### Aim of the task
Swap "photo" for "image" at every occurrence in the data below, and reproduce the data with nothing else altered.

### Information shown

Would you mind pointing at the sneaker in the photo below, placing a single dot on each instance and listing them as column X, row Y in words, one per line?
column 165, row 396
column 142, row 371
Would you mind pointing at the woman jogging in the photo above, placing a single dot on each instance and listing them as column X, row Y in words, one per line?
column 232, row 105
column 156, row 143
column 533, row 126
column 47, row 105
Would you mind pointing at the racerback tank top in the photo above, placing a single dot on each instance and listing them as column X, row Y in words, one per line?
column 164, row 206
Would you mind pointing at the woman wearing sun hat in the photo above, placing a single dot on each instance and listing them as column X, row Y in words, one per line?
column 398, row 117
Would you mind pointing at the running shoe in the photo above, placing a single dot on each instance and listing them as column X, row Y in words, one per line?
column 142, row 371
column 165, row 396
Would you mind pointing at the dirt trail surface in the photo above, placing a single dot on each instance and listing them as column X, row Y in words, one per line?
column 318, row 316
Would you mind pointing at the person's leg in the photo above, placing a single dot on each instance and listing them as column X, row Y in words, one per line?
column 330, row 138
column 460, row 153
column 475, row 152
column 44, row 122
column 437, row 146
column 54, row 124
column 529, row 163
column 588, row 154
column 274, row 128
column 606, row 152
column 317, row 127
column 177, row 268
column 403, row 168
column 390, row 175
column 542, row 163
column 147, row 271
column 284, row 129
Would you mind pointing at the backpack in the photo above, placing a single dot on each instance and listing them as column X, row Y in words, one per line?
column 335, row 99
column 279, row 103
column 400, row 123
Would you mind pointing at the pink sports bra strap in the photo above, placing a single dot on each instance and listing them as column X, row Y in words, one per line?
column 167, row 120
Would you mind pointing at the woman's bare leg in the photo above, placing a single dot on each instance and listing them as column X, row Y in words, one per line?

### Result of the exercise
Would you mind pointing at the sneaker in the image below, placing a single dot on each instance and listing them as column X, row Y in words, one per line?
column 165, row 396
column 142, row 371
Would you mind pointing at the woman jogging in the image above, placing a single dot on each instance and listing them as column X, row Y in words, one per line?
column 232, row 105
column 156, row 143
column 533, row 126
column 47, row 105
Would you mind pointing at the racerback tank top in the image above, placing a single dot on each instance and listing them as column X, row Y in words, one per line?
column 164, row 206
Would you mind pointing at the woman wearing sun hat in the image above, placing a single dot on each instance and listing them as column X, row Y in words, one per line?
column 398, row 117
Would you mind pointing at the running shoe in the image above, placing a single dot on each instance and listing them as column X, row Y in words, one per line?
column 142, row 371
column 165, row 396
Would you mind pointing at the dirt trail surface in the image above, placing a single dot on each instance and listing them as column X, row Y in words, one per line?
column 318, row 316
Would you mind pointing at the person's leg in the image above, placing a single dot on each instance and listing them as column X, row Y in words, one per line?
column 330, row 138
column 460, row 153
column 475, row 152
column 44, row 122
column 437, row 146
column 54, row 124
column 529, row 163
column 588, row 154
column 274, row 128
column 606, row 152
column 317, row 127
column 177, row 268
column 403, row 168
column 390, row 175
column 542, row 163
column 147, row 271
column 284, row 129
Would you mind pointing at the backpack in the image above, placing a single dot on each instance and listing them as column X, row Y in words, one per line?
column 335, row 99
column 279, row 103
column 400, row 123
Would you mind pointing at the pink sports bra strap in the image above, placing a single dot on each instance and listing them as column X, row Y in words, one per line?
column 167, row 120
Would you mind pointing at the woman's bare leg in the image above, placing a single dot on each instance and listing them as column X, row Y in words, one per line?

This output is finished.